Reproduce every record below exactly, without the pictures.

[Exercise inputs]

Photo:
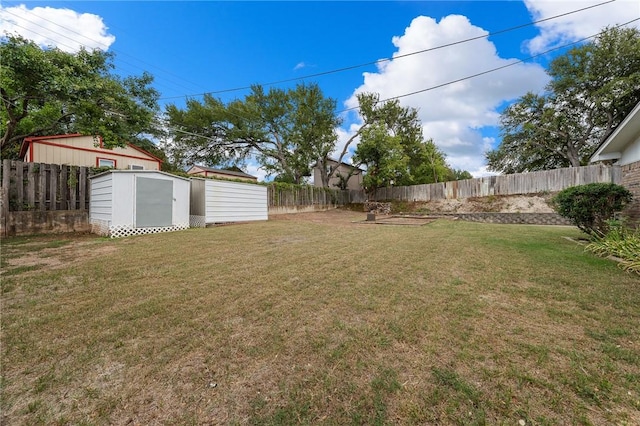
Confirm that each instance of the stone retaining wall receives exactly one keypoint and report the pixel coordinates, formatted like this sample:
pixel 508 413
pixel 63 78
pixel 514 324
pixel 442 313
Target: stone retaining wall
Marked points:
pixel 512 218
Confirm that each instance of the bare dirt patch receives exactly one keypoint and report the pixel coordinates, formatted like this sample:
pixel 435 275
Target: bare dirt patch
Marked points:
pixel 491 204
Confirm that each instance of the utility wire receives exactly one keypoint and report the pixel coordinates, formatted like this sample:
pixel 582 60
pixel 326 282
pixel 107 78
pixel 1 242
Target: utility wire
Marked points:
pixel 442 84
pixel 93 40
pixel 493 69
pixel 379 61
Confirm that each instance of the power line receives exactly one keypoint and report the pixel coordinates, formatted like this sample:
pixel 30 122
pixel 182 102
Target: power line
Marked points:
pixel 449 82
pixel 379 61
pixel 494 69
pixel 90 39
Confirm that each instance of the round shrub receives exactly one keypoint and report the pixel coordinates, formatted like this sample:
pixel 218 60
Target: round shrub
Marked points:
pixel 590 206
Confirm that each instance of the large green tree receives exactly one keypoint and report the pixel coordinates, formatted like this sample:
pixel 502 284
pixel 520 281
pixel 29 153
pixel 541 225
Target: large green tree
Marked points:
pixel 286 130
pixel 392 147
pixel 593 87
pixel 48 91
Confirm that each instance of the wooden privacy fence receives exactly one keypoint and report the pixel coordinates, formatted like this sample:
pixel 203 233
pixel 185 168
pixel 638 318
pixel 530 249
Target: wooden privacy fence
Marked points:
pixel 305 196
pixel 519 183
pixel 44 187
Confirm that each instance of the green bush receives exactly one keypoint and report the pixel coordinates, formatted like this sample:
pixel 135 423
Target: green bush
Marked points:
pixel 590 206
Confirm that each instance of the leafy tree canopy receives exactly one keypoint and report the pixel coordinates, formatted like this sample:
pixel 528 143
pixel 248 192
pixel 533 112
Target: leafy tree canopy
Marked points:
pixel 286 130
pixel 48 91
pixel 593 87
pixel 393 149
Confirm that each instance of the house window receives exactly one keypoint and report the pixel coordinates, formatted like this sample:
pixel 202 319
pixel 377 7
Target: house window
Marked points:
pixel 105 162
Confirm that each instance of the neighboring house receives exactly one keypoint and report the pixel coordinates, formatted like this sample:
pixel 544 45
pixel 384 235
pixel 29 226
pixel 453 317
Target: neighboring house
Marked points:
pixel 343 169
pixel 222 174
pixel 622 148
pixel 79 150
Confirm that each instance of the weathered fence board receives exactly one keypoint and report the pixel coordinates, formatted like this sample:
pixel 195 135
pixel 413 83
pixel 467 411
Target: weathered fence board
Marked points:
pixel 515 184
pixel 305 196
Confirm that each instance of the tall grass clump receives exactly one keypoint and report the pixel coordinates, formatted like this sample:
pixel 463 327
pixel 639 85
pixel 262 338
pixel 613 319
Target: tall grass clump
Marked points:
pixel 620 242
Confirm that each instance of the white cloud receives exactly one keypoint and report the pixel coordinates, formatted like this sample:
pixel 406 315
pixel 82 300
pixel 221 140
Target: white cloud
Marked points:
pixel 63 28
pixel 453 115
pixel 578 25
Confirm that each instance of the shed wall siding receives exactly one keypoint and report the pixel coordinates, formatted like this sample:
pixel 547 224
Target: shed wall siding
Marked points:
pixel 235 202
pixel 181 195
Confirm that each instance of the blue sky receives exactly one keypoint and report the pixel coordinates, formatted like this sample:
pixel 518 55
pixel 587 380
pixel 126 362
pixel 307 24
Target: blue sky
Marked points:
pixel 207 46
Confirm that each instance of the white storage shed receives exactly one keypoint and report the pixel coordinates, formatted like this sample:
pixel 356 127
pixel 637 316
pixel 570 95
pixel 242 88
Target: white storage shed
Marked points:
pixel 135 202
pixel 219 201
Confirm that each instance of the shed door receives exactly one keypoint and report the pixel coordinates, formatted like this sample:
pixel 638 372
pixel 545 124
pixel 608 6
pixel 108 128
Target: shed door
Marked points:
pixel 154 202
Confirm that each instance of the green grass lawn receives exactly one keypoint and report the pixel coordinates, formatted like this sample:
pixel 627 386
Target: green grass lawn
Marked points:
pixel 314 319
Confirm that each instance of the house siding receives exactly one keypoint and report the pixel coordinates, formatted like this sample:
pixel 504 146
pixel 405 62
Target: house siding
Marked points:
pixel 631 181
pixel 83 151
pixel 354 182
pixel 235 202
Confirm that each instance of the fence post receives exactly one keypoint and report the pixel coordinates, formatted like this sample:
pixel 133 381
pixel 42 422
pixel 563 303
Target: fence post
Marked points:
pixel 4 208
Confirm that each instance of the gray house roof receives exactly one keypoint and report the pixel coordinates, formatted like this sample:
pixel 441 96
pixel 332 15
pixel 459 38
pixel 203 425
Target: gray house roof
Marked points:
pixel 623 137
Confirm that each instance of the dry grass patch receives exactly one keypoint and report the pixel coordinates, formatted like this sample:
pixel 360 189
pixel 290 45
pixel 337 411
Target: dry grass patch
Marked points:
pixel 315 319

[/Exercise inputs]

Answer space:
Photo:
Confirm that each instance of the stone retaining wall receives exactly one keypoint and report the pixel coordinates, formatted like this sample:
pixel 508 413
pixel 63 78
pixel 514 324
pixel 442 313
Target: stone retaining wall
Marked points:
pixel 512 218
Confirm that each instance of the bare dirt patch receives exactly one keypoint and report the pixel coordinates, formatted like this sample:
pixel 435 275
Target: bare dirt patch
Marked points:
pixel 491 204
Confirm that each instance of the utility wire receives exactly one keypoint and report the pixel coordinates, formatted like this sample:
pixel 582 60
pixel 326 282
pixel 107 78
pixel 1 242
Target: utility wire
Marked points:
pixel 442 84
pixel 93 40
pixel 493 69
pixel 379 61
Confirm that each instance of the power line receives exactly one keypoint and report the pixel coordinates, formatted like this sample:
pixel 30 122
pixel 182 102
Target: power line
Marked points:
pixel 449 82
pixel 379 61
pixel 494 69
pixel 90 39
Confirm that each instance of the round shrub receives exactly one keypoint and report the pixel coordinates, formatted like this sample:
pixel 218 60
Target: round shrub
Marked points:
pixel 590 206
Confirm that each instance of the large green tree receives exactly one keypoint and report the pixel coordinates, formatted like this sample:
pixel 502 284
pixel 520 281
pixel 29 153
pixel 541 225
Target: large green tree
Marked points:
pixel 286 130
pixel 392 147
pixel 593 87
pixel 48 91
Confirm that each instance of the wooden privacy fence receives exactly one keypoint and report the pixel coordinates, formatted like this sample:
pixel 203 233
pixel 185 168
pixel 638 318
pixel 530 249
Target: wooden privacy fence
Marked points:
pixel 305 196
pixel 519 183
pixel 44 187
Confirm that each instance of the green bush receives exactly one keypoint and report the pixel coordinates, formatted like this sample:
pixel 135 423
Target: green bush
Marked points:
pixel 590 206
Confirm that each instance of the leafy tree canopy receives exactly one keypoint and report the pixel coordinates, formatted like this sample:
pixel 528 143
pixel 248 192
pixel 533 112
Target: leafy tree canopy
Marked points:
pixel 286 130
pixel 48 91
pixel 593 87
pixel 393 149
Confirm that each instance of the house window receives exactly one keypoint and report the pixel coordinates, formatted like this sample:
pixel 202 319
pixel 377 7
Target: house window
Marked points:
pixel 105 162
Confirm that each instance of the neighboring house receives exactly one keypoint and report the pixel coordinates, formatted like this sample:
pixel 544 45
pixel 384 235
pixel 29 226
pixel 453 317
Target: neighboring house
Marked points:
pixel 343 169
pixel 222 174
pixel 622 148
pixel 79 150
Confirm that each instance of the weathered fence board receives exactly one keypoint and report the pixel coordinates, formatted like this sample:
pixel 195 135
pixel 413 83
pixel 467 411
Target: weathered fence board
Marked points:
pixel 515 184
pixel 305 196
Confirm that each instance of the tall grass clump receives exactly one keypoint and report the pixel coordinates, formatted like this sample:
pixel 463 327
pixel 639 85
pixel 262 338
pixel 613 319
Target: tall grass clump
Marked points:
pixel 620 242
Confirm that each instance of the white cloud receives exactly one keypoint and report the pixel coordinates, formatted like this sample:
pixel 406 315
pixel 82 300
pixel 221 140
Target: white cloud
Marked points:
pixel 63 28
pixel 453 115
pixel 578 25
Confirm that each instance of the shed wall siding receives exactly one keypoint and report the pixel coordinates, formatted like this sample:
pixel 547 224
Target: shed wall siding
Marked points:
pixel 235 202
pixel 181 195
Confirm that each instance of the blue sky receives exactly one keypoint and report the pixel coordinates, formatted like this sample:
pixel 518 55
pixel 587 380
pixel 126 362
pixel 307 24
Target: blue sky
Marked points:
pixel 207 46
Confirm that each instance of the white storage shed receives exactly one keypoint and report the pixel coordinates, formatted like this sample:
pixel 356 127
pixel 637 316
pixel 570 95
pixel 242 88
Target: white storage shed
Marked points:
pixel 135 202
pixel 219 201
Confirm that each instance of the shed door receives exactly one keypoint and report the pixel coordinates, formatted like this sample:
pixel 638 372
pixel 545 124
pixel 608 6
pixel 108 128
Target: shed door
Marked points:
pixel 154 202
Confirm that each instance of the green grass lawn receives exactly one keypoint and report the pixel coordinates, formatted like this sample:
pixel 627 386
Target: green grass lawn
Marked points:
pixel 314 319
Confirm that each instance of the house siding receives exactly one keypoint and report the pixel coordinates, formatted like this sample:
pixel 504 146
pixel 405 62
Target: house siding
Marked points:
pixel 631 181
pixel 83 151
pixel 354 182
pixel 235 202
Confirm that each instance of the fence post receives exactly one keypoint and report the pixel coordinates, formatted like this sample:
pixel 133 381
pixel 42 422
pixel 563 303
Target: fence post
Marked points:
pixel 4 208
Confirm that each instance of the gray house roof receives exactly one keypoint and report the pixel coordinates, formatted like this sample:
pixel 441 96
pixel 332 15
pixel 459 38
pixel 203 425
Target: gray house roof
Marked points:
pixel 623 137
Confirm that each instance of the dry grass patch receives exactly one keypoint and report the pixel coordinates, formatted like this sample:
pixel 360 189
pixel 290 45
pixel 337 411
Target: dry grass patch
Marked points:
pixel 315 319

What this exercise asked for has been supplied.